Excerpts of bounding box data
== == ==
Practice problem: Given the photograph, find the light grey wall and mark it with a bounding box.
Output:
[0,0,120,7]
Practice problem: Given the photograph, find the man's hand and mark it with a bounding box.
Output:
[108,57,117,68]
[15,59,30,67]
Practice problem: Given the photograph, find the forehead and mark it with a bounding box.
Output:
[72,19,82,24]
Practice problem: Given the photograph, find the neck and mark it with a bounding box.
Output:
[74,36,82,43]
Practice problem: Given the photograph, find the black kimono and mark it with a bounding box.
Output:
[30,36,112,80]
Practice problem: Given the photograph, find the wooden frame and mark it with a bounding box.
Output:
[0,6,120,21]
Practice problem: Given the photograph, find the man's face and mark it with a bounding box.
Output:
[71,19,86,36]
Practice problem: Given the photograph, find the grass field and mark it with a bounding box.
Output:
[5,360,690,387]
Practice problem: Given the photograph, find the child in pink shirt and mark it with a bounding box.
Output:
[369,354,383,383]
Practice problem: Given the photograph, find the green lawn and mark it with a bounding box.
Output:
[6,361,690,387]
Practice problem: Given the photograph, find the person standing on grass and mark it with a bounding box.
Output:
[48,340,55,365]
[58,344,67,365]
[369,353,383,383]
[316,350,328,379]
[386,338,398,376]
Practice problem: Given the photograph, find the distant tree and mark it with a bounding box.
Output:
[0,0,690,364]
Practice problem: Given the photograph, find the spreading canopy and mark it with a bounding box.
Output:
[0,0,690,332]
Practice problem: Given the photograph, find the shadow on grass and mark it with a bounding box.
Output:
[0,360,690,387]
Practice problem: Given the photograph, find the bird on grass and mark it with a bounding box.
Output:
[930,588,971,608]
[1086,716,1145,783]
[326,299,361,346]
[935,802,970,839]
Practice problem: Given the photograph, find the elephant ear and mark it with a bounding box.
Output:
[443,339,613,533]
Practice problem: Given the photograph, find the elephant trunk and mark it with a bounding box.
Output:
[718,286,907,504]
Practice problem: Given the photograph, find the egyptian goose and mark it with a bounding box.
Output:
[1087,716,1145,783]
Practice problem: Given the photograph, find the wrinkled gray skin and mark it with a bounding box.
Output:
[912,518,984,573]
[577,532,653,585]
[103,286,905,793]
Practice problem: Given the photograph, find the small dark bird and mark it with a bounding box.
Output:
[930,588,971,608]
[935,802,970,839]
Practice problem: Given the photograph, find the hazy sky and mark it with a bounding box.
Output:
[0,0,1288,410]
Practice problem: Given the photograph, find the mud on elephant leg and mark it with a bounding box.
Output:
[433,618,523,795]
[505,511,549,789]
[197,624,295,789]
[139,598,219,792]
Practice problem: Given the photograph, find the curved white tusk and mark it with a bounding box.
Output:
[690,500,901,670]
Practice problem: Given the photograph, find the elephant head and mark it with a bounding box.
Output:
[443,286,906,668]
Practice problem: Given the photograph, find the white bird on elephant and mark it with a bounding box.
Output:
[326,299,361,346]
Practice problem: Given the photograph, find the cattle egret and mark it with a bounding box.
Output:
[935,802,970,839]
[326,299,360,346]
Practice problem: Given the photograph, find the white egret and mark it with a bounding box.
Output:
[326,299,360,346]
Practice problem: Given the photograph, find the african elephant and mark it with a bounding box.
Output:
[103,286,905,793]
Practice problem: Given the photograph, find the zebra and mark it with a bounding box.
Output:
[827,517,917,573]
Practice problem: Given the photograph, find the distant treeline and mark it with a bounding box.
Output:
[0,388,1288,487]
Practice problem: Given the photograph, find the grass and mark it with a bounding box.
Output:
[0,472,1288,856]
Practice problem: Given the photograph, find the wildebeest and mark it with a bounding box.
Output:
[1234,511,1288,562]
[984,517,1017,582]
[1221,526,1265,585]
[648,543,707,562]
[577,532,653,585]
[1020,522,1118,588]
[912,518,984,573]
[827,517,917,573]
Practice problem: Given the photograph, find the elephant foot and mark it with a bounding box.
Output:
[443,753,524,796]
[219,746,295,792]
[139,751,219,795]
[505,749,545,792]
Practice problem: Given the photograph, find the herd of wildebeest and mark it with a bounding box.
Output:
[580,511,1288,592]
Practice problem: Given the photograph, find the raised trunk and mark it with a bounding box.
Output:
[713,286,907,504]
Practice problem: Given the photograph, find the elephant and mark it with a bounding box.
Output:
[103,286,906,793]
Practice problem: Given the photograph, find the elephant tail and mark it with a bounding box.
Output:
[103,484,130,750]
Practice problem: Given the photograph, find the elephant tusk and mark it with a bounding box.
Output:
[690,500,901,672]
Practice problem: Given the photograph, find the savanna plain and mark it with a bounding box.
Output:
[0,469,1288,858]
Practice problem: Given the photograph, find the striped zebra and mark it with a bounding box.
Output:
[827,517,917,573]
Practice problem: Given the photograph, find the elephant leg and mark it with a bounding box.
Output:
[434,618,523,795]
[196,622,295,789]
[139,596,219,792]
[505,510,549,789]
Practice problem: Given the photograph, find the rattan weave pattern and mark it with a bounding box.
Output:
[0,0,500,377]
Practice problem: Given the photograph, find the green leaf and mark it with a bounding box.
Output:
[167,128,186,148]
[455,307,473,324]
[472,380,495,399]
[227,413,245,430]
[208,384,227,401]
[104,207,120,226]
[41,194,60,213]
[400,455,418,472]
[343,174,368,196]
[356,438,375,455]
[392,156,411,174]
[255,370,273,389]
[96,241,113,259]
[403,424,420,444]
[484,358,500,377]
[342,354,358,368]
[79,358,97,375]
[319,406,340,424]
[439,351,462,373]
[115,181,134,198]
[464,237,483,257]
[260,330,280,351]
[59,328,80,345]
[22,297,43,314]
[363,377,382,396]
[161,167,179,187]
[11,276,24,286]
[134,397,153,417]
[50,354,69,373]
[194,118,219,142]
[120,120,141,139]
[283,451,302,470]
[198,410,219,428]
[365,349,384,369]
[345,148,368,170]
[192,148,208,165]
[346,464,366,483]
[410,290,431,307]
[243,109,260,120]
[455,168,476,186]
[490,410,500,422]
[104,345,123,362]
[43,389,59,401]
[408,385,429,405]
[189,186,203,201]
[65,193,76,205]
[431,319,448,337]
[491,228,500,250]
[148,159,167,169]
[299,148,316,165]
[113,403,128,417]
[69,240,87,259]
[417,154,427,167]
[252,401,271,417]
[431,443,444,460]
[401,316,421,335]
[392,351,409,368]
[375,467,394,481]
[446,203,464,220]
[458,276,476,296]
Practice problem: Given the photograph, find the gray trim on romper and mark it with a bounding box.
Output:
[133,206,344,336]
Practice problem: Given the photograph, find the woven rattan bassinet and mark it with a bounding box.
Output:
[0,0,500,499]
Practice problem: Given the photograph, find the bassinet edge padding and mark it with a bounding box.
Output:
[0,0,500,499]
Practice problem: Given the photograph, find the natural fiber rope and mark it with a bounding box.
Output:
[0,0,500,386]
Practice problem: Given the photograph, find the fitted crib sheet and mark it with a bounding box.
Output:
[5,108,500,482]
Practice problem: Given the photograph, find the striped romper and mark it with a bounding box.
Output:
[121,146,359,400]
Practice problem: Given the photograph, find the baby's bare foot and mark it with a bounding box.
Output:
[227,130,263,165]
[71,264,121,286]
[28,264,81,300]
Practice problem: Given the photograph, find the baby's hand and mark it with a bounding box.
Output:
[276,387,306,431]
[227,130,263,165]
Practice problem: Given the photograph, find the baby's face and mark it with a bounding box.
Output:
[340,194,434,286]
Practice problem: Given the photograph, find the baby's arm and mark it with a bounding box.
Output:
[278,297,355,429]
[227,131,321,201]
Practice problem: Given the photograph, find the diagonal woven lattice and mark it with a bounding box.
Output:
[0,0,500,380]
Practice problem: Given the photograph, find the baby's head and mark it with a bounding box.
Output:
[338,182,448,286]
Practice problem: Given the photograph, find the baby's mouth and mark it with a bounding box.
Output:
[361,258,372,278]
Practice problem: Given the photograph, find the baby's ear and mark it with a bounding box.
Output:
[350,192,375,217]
== == ==
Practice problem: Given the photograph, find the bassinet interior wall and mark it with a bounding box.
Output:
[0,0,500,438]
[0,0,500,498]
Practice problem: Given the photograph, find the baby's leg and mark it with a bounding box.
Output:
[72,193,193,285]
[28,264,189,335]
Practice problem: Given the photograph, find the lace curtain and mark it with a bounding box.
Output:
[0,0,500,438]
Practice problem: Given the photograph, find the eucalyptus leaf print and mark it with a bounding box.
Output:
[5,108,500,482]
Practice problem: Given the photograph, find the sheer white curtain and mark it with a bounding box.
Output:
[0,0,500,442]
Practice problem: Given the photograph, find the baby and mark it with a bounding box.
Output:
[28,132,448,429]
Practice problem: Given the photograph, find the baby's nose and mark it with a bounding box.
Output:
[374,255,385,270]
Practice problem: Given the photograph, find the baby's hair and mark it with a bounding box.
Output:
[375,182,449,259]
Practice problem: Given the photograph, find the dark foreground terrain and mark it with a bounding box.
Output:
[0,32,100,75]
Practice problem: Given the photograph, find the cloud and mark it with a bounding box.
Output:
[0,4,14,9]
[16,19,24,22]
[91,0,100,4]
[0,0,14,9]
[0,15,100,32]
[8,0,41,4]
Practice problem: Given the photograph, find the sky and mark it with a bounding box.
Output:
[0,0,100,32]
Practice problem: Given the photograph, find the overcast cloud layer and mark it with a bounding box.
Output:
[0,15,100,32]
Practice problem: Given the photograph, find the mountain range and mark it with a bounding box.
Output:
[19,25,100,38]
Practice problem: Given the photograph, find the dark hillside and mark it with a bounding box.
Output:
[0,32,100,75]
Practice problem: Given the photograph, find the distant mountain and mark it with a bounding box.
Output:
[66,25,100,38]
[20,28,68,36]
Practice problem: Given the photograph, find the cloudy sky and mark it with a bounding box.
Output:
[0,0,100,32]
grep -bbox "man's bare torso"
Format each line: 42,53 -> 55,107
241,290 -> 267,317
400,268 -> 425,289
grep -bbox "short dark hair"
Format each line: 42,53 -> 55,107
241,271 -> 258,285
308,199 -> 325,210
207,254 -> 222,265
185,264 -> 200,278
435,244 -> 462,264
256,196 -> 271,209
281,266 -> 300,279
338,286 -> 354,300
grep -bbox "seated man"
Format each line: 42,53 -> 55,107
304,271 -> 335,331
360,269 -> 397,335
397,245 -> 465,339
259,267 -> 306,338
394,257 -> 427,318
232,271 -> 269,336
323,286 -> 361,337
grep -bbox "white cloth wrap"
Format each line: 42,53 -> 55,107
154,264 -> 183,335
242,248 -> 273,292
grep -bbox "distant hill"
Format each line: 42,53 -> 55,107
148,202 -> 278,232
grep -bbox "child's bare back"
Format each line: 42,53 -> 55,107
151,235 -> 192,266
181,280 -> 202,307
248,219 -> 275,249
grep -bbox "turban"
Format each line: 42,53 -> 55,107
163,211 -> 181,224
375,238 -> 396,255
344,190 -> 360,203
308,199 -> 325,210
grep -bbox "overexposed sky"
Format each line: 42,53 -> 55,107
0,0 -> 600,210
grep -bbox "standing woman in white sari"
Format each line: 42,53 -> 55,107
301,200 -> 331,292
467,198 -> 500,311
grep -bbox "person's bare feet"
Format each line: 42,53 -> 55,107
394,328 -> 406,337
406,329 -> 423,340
== == ==
§ THE PROBLEM:
Can you give again everything from the line containing "Practice problem: Given the photograph, find the light" down to the line containing "[15,59,30,67]", both included, with nothing changed?

§ OUTPUT FOR THIS TASK:
Practice problem: Given the photograph, find the light grey wall and mark it with a bounding box.
Output:
[0,0,120,7]
Practice problem: Given the photograph, find the man's hand and mark it with a bounding box.
Output:
[108,57,117,68]
[15,59,30,67]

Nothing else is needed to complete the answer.